## STATED GOAL 1
Rewrite the Doc2Vec report from "Investigating the user" to "logging.root.setLevel(level=logging.INFO)", changing "doc-vectors" to "document vectors".

## EXCERPT
Some Doc2Vec vectors remain untrained, with either giant #s of docvecs or small contrived corpuses

Investigating the user report at https://groups.google.com/d/msg/gensim/XbH5Sr6RBcI/w5-AIwpSAwAJ, I ran with a (much-smaller) version of the synthetic-corpus there, & reproduced similarly inexplicable results, with doc-vectors that should have received at least some training-adjustment showing no change after an epoch of training.

To demonstrate:

import logging
logging.root.setLevel(level=logging.INFO)
from gensim.models.doc2vec import TaggedDocument
from gensim.models import Doc2Vec
import numpy as np
import inspect

class DummyTaggedDocuments(object):

    def __init__(self, count=1001, shared_word=True, doc_word=True, digit_words=False):
        self.count = count
        self.shared_word = shared_word
        self.doc_word = doc_word
        self.digit_words = digit_words

    def __iter__(self):
        for i in range(self.count):
            words = []
            if self.shared_word:
                words += ['shared']
            if self.doc_word: 
                words += ['doc_'+str(i)]
            if self.digit_words:
                words += str(i)

## MATERIAL FOR THIS EXERCISE
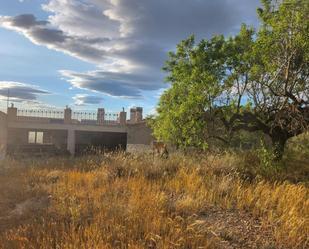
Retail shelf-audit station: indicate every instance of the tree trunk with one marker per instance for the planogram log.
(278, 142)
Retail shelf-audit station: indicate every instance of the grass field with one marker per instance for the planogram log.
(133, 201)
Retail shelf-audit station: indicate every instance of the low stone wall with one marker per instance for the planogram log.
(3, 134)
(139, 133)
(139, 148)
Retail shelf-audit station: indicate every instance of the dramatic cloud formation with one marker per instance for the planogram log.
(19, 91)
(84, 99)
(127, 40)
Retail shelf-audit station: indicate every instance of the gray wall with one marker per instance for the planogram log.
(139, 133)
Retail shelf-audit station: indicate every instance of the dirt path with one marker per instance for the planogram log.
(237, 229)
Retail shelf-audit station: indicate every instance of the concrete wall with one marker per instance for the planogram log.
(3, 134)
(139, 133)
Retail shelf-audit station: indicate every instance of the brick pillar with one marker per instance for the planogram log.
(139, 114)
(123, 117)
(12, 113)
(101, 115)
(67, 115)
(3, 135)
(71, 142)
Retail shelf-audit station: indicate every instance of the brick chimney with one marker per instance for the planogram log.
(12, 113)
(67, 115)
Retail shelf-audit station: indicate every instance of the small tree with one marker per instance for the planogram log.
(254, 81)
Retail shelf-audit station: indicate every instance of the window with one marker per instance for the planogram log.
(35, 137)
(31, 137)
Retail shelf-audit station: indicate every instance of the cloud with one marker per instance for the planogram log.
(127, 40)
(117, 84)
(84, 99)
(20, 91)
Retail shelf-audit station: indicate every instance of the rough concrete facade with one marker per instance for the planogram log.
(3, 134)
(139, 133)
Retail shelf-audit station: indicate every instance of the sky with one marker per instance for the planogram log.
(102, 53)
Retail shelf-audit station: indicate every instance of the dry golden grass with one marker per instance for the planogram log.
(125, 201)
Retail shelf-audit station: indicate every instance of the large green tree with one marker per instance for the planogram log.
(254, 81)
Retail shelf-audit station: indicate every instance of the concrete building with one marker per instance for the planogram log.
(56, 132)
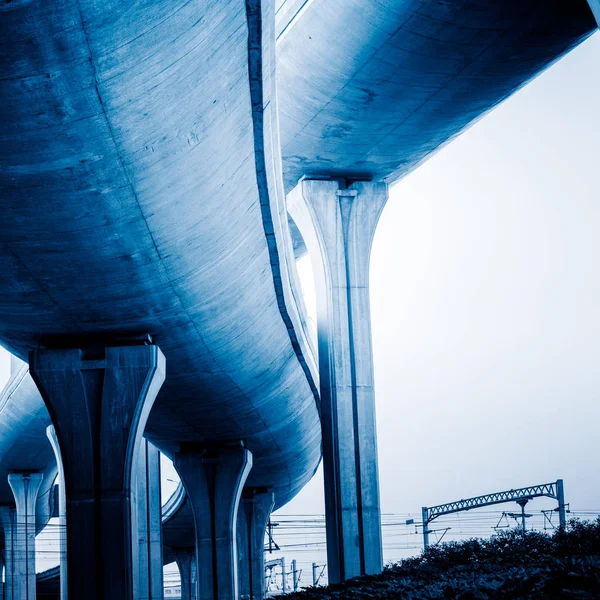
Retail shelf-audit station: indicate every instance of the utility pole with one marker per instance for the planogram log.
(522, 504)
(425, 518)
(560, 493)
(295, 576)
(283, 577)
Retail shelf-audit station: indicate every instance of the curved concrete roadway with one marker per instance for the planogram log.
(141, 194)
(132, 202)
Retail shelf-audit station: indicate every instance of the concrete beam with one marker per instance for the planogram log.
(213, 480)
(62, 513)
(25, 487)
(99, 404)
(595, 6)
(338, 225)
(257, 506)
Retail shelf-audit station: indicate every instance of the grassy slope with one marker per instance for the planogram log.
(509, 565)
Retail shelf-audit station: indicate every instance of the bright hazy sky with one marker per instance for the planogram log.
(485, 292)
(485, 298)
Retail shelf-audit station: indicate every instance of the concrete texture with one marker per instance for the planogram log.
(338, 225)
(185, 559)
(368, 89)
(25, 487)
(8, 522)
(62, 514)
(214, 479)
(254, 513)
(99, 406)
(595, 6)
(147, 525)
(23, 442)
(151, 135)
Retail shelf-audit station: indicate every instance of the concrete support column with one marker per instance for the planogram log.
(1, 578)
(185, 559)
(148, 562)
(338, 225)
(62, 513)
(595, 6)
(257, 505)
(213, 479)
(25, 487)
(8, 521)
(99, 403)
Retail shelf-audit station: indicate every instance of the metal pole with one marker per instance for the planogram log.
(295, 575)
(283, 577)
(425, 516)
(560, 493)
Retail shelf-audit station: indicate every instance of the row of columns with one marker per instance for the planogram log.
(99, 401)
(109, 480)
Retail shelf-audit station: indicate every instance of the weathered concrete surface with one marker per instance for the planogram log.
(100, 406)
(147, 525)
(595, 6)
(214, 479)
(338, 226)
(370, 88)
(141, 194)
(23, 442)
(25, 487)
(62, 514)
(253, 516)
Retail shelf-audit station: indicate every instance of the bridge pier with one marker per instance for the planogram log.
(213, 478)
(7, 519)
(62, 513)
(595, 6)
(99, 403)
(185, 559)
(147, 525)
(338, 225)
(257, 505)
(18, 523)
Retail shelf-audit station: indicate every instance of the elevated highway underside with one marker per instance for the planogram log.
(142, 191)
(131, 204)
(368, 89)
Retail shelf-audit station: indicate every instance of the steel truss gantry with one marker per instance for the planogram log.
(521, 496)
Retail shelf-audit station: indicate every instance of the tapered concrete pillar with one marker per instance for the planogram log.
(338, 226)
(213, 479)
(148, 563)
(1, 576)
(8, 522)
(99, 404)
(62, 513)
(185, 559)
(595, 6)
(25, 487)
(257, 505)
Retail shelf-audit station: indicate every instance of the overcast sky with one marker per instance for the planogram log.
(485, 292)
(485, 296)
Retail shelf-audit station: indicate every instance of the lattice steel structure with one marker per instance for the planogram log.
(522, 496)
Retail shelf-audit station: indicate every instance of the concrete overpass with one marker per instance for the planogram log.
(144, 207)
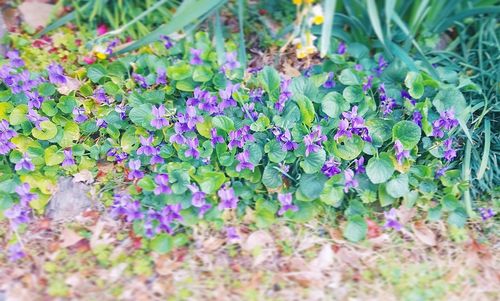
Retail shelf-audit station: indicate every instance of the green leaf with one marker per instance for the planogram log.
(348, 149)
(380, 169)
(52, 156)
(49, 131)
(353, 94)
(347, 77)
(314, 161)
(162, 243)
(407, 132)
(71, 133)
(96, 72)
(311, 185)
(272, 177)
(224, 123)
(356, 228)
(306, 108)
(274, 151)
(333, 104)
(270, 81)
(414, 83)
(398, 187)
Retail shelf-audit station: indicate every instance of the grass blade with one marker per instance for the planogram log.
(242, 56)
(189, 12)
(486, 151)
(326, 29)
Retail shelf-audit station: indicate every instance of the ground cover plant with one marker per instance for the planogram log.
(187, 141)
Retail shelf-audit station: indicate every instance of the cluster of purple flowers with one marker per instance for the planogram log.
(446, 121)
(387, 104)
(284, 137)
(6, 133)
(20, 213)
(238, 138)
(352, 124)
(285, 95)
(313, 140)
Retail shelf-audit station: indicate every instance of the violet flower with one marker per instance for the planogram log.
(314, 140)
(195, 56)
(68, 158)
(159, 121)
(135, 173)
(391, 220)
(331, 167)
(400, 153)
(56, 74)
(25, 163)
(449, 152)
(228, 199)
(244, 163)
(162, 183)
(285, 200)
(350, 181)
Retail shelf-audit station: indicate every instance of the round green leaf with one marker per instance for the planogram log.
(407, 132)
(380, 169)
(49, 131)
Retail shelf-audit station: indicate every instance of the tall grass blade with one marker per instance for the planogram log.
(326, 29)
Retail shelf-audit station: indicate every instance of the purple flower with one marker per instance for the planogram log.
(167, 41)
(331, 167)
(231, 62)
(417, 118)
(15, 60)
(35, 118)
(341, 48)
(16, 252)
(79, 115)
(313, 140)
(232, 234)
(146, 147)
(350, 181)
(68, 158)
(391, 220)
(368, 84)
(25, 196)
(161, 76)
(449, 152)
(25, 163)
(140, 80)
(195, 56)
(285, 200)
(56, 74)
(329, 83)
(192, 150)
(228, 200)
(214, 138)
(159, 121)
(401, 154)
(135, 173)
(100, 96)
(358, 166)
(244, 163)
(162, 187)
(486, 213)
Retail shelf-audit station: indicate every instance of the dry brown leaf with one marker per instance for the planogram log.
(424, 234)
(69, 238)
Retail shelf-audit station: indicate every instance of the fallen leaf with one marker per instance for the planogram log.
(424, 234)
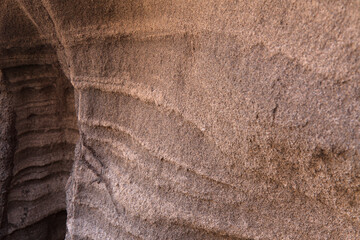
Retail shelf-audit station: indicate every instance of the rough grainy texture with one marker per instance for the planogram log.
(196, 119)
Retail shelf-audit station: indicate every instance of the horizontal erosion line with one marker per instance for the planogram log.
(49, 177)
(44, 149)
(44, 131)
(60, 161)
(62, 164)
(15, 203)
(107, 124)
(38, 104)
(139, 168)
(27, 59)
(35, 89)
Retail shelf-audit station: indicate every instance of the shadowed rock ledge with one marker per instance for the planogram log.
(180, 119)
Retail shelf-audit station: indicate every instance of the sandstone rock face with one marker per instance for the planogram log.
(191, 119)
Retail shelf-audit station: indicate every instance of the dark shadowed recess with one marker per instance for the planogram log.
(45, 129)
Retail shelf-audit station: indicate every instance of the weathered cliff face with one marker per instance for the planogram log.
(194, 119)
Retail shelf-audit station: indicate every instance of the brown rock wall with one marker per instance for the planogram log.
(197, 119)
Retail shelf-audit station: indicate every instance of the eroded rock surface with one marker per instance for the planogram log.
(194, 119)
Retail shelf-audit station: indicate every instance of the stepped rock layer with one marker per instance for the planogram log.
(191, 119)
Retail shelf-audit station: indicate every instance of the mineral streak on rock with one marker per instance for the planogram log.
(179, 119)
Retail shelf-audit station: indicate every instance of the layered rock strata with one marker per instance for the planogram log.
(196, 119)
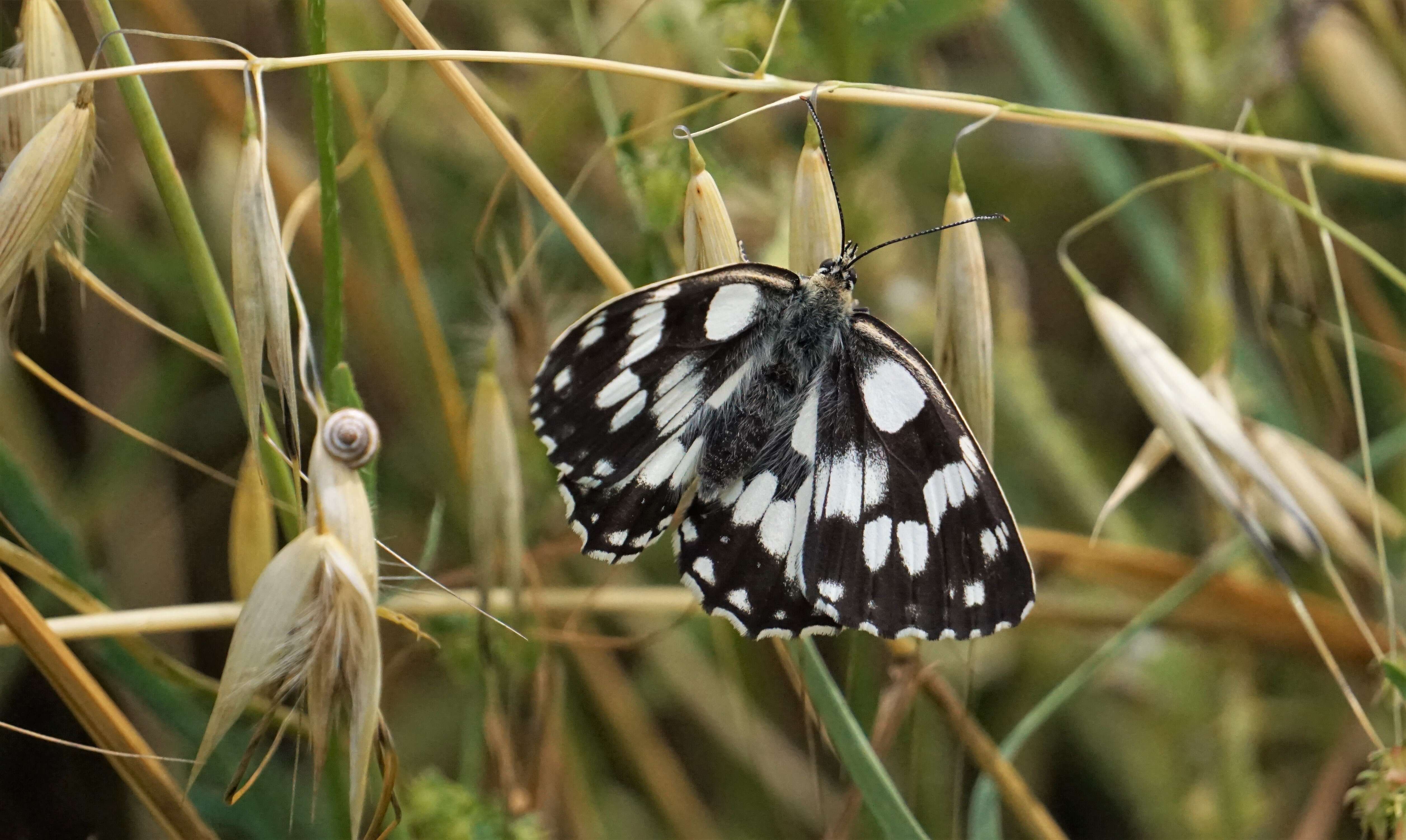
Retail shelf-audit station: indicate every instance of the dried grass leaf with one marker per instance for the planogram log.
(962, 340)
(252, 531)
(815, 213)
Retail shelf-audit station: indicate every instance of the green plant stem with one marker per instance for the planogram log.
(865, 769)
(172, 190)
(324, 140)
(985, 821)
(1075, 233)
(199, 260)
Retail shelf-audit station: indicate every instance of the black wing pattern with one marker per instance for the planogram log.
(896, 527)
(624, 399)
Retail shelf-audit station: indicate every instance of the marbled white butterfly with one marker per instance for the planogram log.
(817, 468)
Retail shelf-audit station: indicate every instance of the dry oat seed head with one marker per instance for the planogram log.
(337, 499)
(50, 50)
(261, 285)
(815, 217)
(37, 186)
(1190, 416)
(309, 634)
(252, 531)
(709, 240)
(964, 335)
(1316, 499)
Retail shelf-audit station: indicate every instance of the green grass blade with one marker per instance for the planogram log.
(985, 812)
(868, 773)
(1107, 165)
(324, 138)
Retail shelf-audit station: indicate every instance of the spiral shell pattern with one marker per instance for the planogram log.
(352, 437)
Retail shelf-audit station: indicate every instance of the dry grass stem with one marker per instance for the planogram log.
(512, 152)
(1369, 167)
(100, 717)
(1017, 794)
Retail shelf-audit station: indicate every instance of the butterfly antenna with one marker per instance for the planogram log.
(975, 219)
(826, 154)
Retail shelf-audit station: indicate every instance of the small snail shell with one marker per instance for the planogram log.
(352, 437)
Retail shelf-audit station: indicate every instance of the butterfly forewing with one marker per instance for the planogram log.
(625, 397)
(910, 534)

## STATED GOAL 2
Copy the rows word for word, from the line with "the small snail" through the last line of the rows.

## PROBLEM SOLUTION 1
Investigating the user report at https://groups.google.com/d/msg/gensim/XbH5Sr6RBcI/w5-AIwpSAwAJ, I ran with a (much-smaller) version of the synthetic-corpus there, & reproduced similarly inexplicable results, with document vectors that should have received at least some training-adjustment showing no change after an epoch of training.

To demonstrate:

import logging
logging.root.setLevel(level=logging.INFO)

## PROBLEM SOLUTION 2
Retail shelf-audit station: indicate every instance of the small snail shell with one marker per instance for the planogram log.
(352, 437)
Retail shelf-audit station: indicate every instance of the butterfly forewing with one marker per instance for the planogram log.
(625, 397)
(910, 534)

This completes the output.